* [What you need to do]:
For each statement below, say yes or no according to the text about wildlife filmmaker Justin Maguire, quoting the exact words that decide it: (a) Maguire grew up in Cape Town. (b) Maguire made wildlife films before he worked as a camera assistant. (c) Maguire said the hardest part of filming hippos was getting close enough safely without disturbing them.

As a South African growing up in Cape Town surrounded by the dramatic scenery and incredible botanical wealth of the Cape mountains, Justin Maguire at an early age developed a deep passion for the natural world. He began work as a camera assistant in the United Kingdom film industry before starting to make wildlife films together with his wife, Cluny South, over eight years ago. Since then he has worked throughout Southern and North Africa, the UK, and Asia, predominately for the BBC Natural History Unit. He won a photographic merit award for HIPPO BEACH and a joint cinematography award for WILD AFRICA – MOUTAINS. Maguire recently spoke to NATURE about his experiences filming hippos.
Q: What was the most difficult aspect of filming hippos?
Safely getting close enough without disturbing them.
Q: Did you take any extra precautions when filming them so closely? As you know, although hippos may appear non-threatening, they can actually be quite aggressive.

* [Material supplied]:
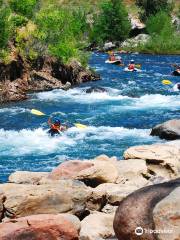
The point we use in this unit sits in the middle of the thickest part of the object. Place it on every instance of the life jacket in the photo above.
(131, 66)
(55, 127)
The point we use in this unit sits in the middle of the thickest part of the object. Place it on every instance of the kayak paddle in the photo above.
(38, 113)
(166, 82)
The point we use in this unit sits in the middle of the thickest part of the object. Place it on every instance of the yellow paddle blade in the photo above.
(166, 82)
(38, 113)
(79, 125)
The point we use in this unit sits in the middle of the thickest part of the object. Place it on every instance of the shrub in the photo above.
(112, 23)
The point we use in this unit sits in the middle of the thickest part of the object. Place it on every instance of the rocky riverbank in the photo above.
(102, 198)
(19, 77)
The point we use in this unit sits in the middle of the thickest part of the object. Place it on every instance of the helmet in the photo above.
(57, 122)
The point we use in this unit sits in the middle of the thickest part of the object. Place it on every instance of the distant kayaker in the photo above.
(112, 57)
(131, 66)
(56, 128)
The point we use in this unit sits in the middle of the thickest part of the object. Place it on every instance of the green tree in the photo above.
(23, 7)
(112, 23)
(5, 26)
(151, 7)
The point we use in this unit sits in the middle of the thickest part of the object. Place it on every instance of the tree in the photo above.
(151, 7)
(112, 24)
(23, 7)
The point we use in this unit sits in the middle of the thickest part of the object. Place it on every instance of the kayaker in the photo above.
(56, 128)
(112, 57)
(131, 66)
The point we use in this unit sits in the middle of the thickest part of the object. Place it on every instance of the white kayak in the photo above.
(134, 70)
(113, 62)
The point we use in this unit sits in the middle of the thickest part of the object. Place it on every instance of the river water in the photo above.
(117, 119)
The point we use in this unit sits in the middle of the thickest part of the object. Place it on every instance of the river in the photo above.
(117, 119)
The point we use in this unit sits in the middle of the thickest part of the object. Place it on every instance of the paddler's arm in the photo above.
(49, 122)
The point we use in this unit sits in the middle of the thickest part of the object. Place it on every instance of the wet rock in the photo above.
(165, 155)
(134, 42)
(46, 227)
(69, 169)
(96, 90)
(51, 198)
(114, 193)
(169, 130)
(166, 215)
(26, 177)
(97, 226)
(100, 172)
(2, 199)
(136, 210)
(131, 172)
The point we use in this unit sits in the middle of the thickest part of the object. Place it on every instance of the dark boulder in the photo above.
(96, 89)
(136, 211)
(169, 130)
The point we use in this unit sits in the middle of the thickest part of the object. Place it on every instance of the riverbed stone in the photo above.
(69, 169)
(57, 197)
(164, 154)
(169, 130)
(97, 226)
(45, 226)
(100, 172)
(166, 215)
(26, 177)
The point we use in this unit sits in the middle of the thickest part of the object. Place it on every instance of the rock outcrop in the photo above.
(97, 226)
(19, 77)
(46, 227)
(169, 130)
(136, 211)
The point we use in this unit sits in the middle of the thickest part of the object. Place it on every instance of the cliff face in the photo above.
(45, 73)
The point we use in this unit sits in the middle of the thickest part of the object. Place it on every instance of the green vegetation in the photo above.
(152, 7)
(112, 23)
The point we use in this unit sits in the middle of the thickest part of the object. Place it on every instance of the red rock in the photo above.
(41, 227)
(69, 170)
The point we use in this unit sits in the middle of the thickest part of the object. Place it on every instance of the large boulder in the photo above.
(51, 198)
(169, 130)
(97, 226)
(46, 227)
(166, 215)
(69, 169)
(165, 155)
(26, 177)
(102, 171)
(114, 193)
(133, 219)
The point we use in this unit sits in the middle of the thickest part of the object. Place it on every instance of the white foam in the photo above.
(38, 142)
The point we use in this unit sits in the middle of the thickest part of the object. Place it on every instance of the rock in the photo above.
(166, 215)
(163, 154)
(69, 169)
(114, 193)
(137, 208)
(2, 199)
(169, 130)
(100, 172)
(45, 226)
(51, 198)
(26, 177)
(109, 46)
(97, 226)
(134, 42)
(131, 172)
(96, 90)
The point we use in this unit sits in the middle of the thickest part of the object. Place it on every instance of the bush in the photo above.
(112, 24)
(23, 7)
(151, 7)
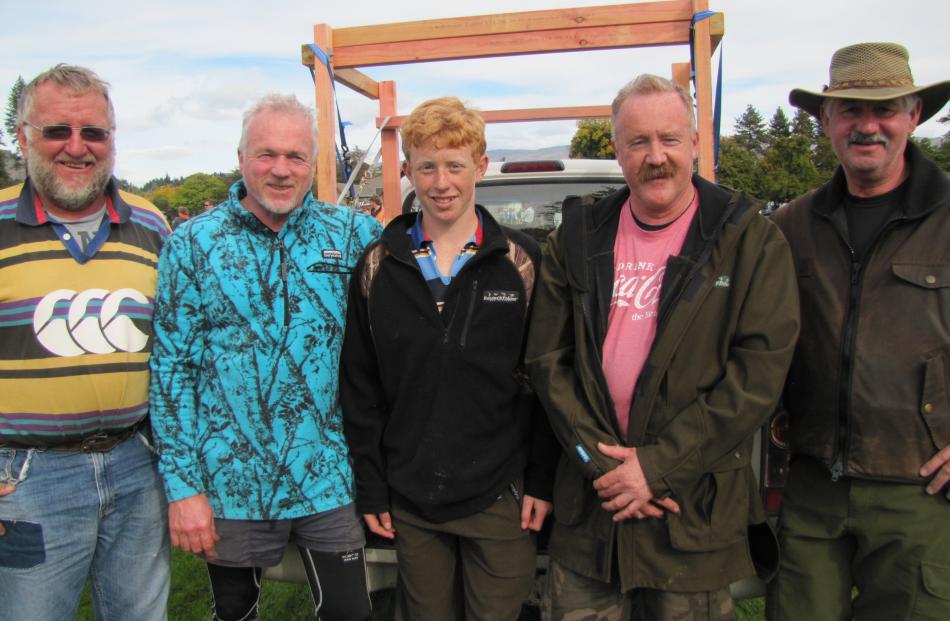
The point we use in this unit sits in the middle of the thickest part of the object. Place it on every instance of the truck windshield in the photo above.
(532, 206)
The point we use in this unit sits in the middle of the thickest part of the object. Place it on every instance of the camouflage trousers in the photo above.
(569, 596)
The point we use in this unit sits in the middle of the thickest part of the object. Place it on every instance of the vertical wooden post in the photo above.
(680, 74)
(704, 120)
(389, 141)
(326, 117)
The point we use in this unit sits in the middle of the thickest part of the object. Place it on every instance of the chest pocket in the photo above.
(330, 267)
(928, 276)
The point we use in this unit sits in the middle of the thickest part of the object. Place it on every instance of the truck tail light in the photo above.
(775, 458)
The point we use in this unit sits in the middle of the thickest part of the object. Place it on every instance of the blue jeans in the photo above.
(74, 515)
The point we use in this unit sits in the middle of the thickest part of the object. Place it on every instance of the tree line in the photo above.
(774, 161)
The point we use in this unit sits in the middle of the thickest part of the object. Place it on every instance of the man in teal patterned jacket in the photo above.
(249, 318)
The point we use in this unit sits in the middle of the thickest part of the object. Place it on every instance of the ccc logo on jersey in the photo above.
(95, 321)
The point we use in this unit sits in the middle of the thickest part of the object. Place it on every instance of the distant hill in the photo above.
(514, 155)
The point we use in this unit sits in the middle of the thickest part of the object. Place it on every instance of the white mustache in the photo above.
(859, 138)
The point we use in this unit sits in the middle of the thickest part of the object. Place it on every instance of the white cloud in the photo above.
(183, 71)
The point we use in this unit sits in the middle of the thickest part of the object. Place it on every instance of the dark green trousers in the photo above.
(569, 596)
(479, 567)
(863, 550)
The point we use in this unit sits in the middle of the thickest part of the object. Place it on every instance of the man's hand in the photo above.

* [Response]:
(a) Yes: "As a South African growing up in Cape Town"
(b) No: "He began work as a camera assistant in the United Kingdom film industry before starting to make wildlife films"
(c) Yes: "Safely getting close enough without disturbing them."